> Aim a:
Answer these questions about the Diplomacy notebook:
(i) Which file path is passed to np.load to create legal_actions?
(ii) At what value of i does the loop reading the jsonl file stop?
(iii) What correlation method is given to corr?

> Page:
# Loading Deepmind's Diplomacy trajectory

In [None]:
import numpy as np

In [None]:
action_outputs = np.load(file='../data/actions_outputs.npz', allow_pickle=True)

In [None]:
action_outputs[1][0]

In [None]:
import pandas as pd

In [None]:
pd.DataFrame.from_dict(action_outputs[0][0]).corr(method='pearson')

In [None]:
legal_actions = np.load(file='../data/legal_actions.npz', allow_pickle=True)

In [None]:
len(legal_actions)

In [None]:
legal_actions[0].shape

In [None]:
observations = np.load(file='../data/observations.npz', allow_pickle=True)

In [None]:
len(observations)

In [None]:
observations[1]

In [None]:
step_outputs = np.load(file='../data/step_outputs.npz', allow_pickle=True)

In [None]:
len(step_outputs)

In [None]:
step_outputs[0]

# Loading human plays' data

In [None]:
import json
import pandas as pd
import mmap

In [None]:
# Load the json data
games_jsons = []
with open("../data/diplomacy-v1-27k-msgs/standard_no_press.jsonl", "r+b") as json_file:
    with mmap.mmap(json_file.fileno(), length=0, access=mmap.ACCESS_READ) as mmap_object:
        for i, line in enumerate(iter(mmap_object.readline, b"")):
            games_jsons.append(json.loads(line.decode("utf-8")))
            if i == 10:
                break

In [None]:
# Convert to a pandas dataframe
df = pd.DataFrame(games_jsons)

In [None]:
df = df[df["map"] == "standard"].reset_index(drop=True)

In [None]:
df

In [None]:
games = df['phases']

In [None]:
games.apply(lambda x: x[0])

In [None]:
type(games)

In [None]:
for game in games:
    for ix, iy in enumerate(game):
        game[ix]['phase_id'] = ix

In [None]:
def flatten_json(nested_json):
    out = {}
    x = nested_json
    
    out['game_id'] = x['state']['game_id']
    out['phase_id'] = x['phase_id']
    out['phase_name'] = x['name']
    results_units = [x for x in x['results']]
    # print("results are: ", results_units)
    assert x['orders'].items() 
    for key, value in x['orders'].items():
        if value is None:
            # out['coordinator'] = key
            # out['type'] = 'N'
            # out['current_location'] = 'N'
            # out['action'] = 'N'
            # out['results'] = 'N'
            # out['via'] = 'N'
            # out['impact_location'] = 'N'
            # yield(out)
            pass
        else:
            if value:
                for ix in value:
                    out['coordinator'] = key
                    out['type'] = ix.split()[0]
                    out['current_location'] = ix.split()[1]
                    out['action'] = ix.split()[2]
                    unit = ix.split()[0]+ ' ' + ix.split()[1]
                    # print("unit result is: ", unit , unit in results_units, results_units)

Pointing dataset records:
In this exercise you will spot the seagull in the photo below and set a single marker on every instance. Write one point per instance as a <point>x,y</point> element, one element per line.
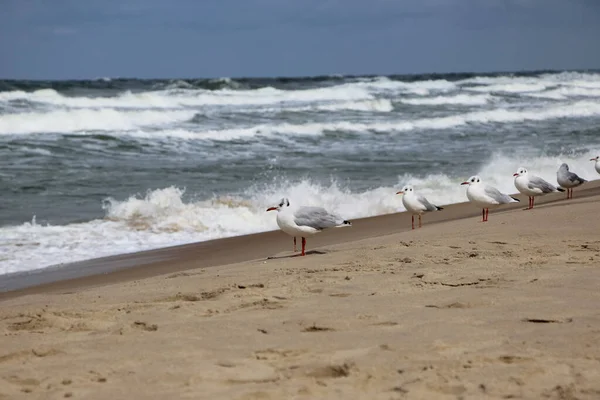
<point>486,196</point>
<point>568,180</point>
<point>415,204</point>
<point>533,185</point>
<point>305,221</point>
<point>597,164</point>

> Aim b: Repeat every line of the pointing listing above word for word, leaving out the picture.

> Full solution a:
(i) '../data/legal_actions.npz'
(ii) 10
(iii) 'pearson'

> Full solution b:
In this exercise you will spot the seagull in the photo below and set a single marker on every instance. Write one point per instance as a <point>x,y</point> element, one element per line.
<point>486,196</point>
<point>568,180</point>
<point>415,204</point>
<point>533,185</point>
<point>305,221</point>
<point>597,164</point>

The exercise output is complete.